Teks yang diberikan ->
◇ ◇ ◇ ◇
Seorang santri dari pesantren
Al Amin, sebuah pondok di Parenduan, di ujung pulau Madura mempunyai pendapat
yang cukup menggetarkan. Menurutnya, al-Qur’an adalah kitab yang tak sempurna.
Dengan nada filosofis ia menyatakan, bahwa al-Qur’an adalah kitab yang sempurna
dalam ketidaksempurnaan.
Fakta menyedihkan ini terungkap dalam sebuah
workshop Sekulerisasi dan Liberalisasi dalam Pemikiran Islam. Workshop marathon
ini diprakarsai oleh beberapa mahasiswa program doktoral di International
Institute of Islamic Thought Civilization (ISTAC), Malaysia. Selain di Madura,
acara yang sama juga digelar di Surabaya, Solo, Jogjakarta dan Jakarta.
◇ ◇ ◇ ◇
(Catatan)

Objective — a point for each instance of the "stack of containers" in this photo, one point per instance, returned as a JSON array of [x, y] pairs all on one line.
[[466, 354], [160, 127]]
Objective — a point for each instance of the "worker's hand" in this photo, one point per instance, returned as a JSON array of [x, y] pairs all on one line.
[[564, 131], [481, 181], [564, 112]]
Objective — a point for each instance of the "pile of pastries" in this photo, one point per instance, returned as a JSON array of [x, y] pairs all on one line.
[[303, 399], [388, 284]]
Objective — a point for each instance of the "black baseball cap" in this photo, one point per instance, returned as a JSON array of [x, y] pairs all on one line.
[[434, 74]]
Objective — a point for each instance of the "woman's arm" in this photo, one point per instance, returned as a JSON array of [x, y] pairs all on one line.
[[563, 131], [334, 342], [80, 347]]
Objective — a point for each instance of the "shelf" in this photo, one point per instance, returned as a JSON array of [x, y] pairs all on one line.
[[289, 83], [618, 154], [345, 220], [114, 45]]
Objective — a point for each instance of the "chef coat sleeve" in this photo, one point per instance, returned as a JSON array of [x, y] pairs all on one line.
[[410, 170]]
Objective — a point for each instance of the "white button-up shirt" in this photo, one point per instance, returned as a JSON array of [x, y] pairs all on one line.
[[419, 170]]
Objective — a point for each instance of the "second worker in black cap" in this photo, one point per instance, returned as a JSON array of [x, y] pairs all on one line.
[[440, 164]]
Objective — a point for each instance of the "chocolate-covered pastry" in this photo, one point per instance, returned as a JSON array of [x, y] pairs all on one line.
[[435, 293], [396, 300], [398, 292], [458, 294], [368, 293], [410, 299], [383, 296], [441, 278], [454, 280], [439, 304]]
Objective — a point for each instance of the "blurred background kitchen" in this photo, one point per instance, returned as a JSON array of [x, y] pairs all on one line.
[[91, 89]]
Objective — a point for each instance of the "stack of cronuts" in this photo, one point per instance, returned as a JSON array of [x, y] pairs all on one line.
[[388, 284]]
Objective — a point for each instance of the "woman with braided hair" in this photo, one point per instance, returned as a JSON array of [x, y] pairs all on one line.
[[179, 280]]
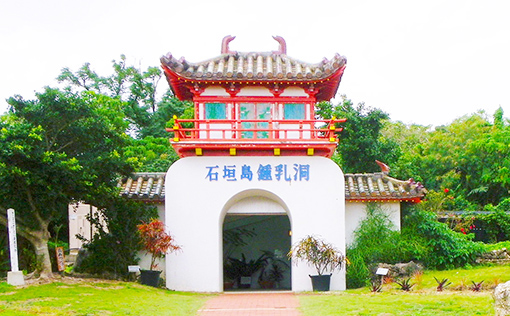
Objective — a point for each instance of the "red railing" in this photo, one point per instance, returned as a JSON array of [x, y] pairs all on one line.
[[255, 130]]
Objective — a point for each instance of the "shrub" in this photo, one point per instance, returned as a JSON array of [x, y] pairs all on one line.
[[115, 246], [440, 247], [375, 241], [155, 240], [496, 223]]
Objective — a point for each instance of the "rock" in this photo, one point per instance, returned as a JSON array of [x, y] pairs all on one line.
[[502, 299], [400, 270]]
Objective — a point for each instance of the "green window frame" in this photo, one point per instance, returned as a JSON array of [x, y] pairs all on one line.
[[294, 111], [215, 111]]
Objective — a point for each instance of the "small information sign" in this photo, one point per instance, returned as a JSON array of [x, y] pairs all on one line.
[[382, 271], [60, 258]]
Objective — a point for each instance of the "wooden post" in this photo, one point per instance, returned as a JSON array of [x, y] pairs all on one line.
[[14, 277]]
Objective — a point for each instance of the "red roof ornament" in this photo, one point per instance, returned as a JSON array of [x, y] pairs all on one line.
[[282, 50], [224, 44]]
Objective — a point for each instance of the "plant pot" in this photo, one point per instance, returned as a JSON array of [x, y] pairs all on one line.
[[149, 277], [244, 282], [228, 285], [321, 282], [266, 284]]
◇ ◇ ◇ ◇
Tugas yang dikerjakan ->
a. Terjemahkan kalimat dari teks tentang workshop pemikiran Islam ini ke dalam bahasa Inggris: "Workshop marathon ini diprakarsai oleh beberapa mahasiswa program doktoral di International Institute of Islamic Thought Civilization (ISTAC), Malaysia."
b. Menurut teks tentang workshop pemikiran Islam, di kota mana saja acara yang sama digelar selain di Madura?

Hasil berurutan ->
a. This marathon workshop was initiated by several doctoral students at the International Institute of Islamic Thought Civilization (ISTAC), Malaysia.

b. Di Surabaya, Solo, Jogjakarta dan Jakarta.